PAGE EXCERPT
## Start

Direct Instruction Is Applied Philosophy
I wrote about technical proficiency in the Fall, 2003, issue of Direct Instruction News. I focused on (1) curriculum reform (e.g., how a district might rationally vs. irrationally plan its reading program); and (2) the model-lead-test format as a general communication strategy during initial instruction. In this paper I try to explain how DI curricula are organized and the principles of design that guide that organization.
DI is more than a set of programs. More than a way of organizing instruction. More than one perspective in education. More than mere subject matter. In contrast to almost everything considered "best" and "developmentally appropriate practices" in the field of education (whole language, discovery learning, learning styles, multiple intelligences), DI programs rest on and are guided from the first to the last word by a set of verified design principles. These principles are not fanciful, faddish, unsupported inventions by DI curriculum developers. They are derived from the branch of philosophy called epistemology—theory of knowledge. These principles can be found in the work of Plato (Dialogues), Aristotle (Prior and Posterior Analytics), John Stuart Mill (A System of Logic), and Charles Saunders Peirce ("How to make our ideas clear"). DI is applied epistemology; it uses principles that describe how persons induce (acquire, figure out, construct, "get") general ideas from examples (e.g., the strategy for sounding out a set of words during initial instruction), and then how persons apply this knowledge to new examples (e.g., unfamiliar words). [Bob Dixon wrote elegantly on this issue in Theory of Instruction.]
Logically Technically Proficient Communication
Again, in marked contrast to most of what passes for instruction in education, the aim of Direct Instruction is logically technically proficient communication--so that all students get essential knowledge and get it quickly, and both students and teachers feel continually successful. This section presents what I think are the main principles that guide and are revealed in DI programs—principles that help to account for DI’s reliable effectiveness at teaching almost any student regardless of social class, ethnicity, and family involvement.
Systems of Knowledge
Knowledge systems (such as mathematics, history, physics, literature, how to read) are "out there"—in bodies, books, computers, and other storage and communication devices. These knowledge systems are our species' effort to make sense of and to represent our world. The classical role of teacher is to educate students—from the Latin word educare, to lead forth—out of the cave of ignorance and false belief and into the open air where students, using observation and reasoning strategies (inductive and deductive logic) can come to know how things are. (See Plato, Republic, 29, 514a-521b.)
Knowledge systems consist of and organize 5 forms of knowledge: 1 physical routines and 4 cognitive. These are all and the only the sorts of things we can know and communicate. Everything known boils down to these five forms. Every specific thing and event is an example of these five more general forms. [See Kame’enui and Simmons (1990). Designing instructional strategies; and Engelmann and Carnine (1991). Theory of instruction.]
1. Physical routines include saying sounds, scanning words with your eyes, and writing.
2. Verbal associations are of three kinds:
a. Simple facts. Capital of Massachusetts goes with Boston.
b. Verbal chains. Names of the 13 original states.
c. Verbal discriminations. Students identify documents or statements as representing federalist vs. anti-federalist political positions.

## End

AIM 1
According to the Direct Instruction text, which branch of philosophy are the DI design principles derived from?
AIM 2
Copy the stretch of the Direct Instruction text from "b. Verbal chains." through "anti-federalist political positions.", renaming "statements" as "speeches".
The data that comes next is from a separate source and is unrelated to the Direct Instruction text.

INFORMATION GIVEN
## Start

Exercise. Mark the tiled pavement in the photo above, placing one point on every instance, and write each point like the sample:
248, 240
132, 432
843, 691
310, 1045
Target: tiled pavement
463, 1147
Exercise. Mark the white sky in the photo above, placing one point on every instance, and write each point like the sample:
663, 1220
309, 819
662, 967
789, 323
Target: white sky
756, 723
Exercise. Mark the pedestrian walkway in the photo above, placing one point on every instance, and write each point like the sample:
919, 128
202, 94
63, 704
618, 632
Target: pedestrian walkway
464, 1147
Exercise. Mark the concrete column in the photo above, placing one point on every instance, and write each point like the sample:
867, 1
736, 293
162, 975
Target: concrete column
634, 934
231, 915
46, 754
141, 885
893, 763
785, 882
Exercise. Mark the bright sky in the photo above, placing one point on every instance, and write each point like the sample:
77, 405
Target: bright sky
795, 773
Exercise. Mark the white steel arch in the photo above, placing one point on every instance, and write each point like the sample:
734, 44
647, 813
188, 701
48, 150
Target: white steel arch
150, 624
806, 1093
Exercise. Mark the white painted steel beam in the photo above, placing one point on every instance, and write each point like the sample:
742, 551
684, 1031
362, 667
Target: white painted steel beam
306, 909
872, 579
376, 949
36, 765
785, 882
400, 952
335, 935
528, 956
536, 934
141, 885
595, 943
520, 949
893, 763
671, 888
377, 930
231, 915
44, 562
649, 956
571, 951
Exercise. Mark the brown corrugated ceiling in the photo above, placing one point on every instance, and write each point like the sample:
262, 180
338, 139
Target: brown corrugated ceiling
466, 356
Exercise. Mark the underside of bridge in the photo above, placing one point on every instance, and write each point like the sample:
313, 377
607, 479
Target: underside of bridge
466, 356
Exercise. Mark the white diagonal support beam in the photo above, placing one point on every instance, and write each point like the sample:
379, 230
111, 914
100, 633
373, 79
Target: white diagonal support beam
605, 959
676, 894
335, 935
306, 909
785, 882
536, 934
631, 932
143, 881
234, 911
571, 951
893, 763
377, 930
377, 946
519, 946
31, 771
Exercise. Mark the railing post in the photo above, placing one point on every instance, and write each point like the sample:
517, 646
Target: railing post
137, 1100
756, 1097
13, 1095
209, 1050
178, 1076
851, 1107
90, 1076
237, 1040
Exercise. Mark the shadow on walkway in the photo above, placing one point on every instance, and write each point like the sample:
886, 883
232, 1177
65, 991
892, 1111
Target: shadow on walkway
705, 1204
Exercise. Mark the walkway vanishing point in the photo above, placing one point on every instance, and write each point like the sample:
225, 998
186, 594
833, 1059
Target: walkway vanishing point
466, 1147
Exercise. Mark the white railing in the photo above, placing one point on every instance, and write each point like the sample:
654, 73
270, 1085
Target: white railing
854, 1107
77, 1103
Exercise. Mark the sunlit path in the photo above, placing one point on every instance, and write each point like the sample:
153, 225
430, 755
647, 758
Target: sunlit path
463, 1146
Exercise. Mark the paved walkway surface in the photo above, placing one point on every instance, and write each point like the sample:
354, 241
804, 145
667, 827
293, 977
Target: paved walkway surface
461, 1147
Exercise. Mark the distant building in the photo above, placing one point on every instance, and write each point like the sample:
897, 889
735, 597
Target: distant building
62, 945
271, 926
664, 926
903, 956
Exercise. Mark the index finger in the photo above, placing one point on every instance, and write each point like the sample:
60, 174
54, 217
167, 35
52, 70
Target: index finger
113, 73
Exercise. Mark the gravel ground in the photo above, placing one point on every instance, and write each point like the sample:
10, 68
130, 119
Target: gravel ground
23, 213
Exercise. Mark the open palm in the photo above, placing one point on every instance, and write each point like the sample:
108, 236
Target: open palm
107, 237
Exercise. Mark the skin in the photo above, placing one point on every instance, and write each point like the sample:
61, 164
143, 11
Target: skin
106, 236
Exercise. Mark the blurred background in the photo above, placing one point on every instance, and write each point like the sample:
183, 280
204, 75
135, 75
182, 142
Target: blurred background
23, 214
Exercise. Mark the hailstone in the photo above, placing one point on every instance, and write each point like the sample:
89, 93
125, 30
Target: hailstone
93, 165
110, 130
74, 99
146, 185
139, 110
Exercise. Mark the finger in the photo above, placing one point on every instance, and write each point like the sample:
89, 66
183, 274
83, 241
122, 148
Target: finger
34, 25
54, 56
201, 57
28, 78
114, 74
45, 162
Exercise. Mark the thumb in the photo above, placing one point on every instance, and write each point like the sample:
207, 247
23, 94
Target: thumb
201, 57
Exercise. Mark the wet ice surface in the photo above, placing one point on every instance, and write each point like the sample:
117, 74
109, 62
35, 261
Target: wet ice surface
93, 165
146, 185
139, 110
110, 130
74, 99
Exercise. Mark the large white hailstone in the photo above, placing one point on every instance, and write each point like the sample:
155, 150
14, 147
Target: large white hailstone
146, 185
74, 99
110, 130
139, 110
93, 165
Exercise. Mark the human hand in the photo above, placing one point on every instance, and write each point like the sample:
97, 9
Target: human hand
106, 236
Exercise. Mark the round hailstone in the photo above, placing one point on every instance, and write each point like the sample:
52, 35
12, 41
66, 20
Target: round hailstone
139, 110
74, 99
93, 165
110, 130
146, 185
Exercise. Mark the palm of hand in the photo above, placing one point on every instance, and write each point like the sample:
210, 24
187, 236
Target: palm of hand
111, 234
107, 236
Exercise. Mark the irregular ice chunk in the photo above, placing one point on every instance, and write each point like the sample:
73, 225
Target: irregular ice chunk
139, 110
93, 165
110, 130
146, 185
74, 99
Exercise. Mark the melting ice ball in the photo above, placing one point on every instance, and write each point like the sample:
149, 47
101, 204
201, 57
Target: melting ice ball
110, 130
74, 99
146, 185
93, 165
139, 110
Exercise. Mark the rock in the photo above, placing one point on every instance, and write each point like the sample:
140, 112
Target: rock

## End

CORRECT RESULT 1
Epistemology, the theory of knowledge.

CORRECT RESULT 2
b. Verbal chains. Names of the 13 original states.
c. Verbal discriminations. Students identify documents or speeches as representing federalist vs. anti-federalist political positions.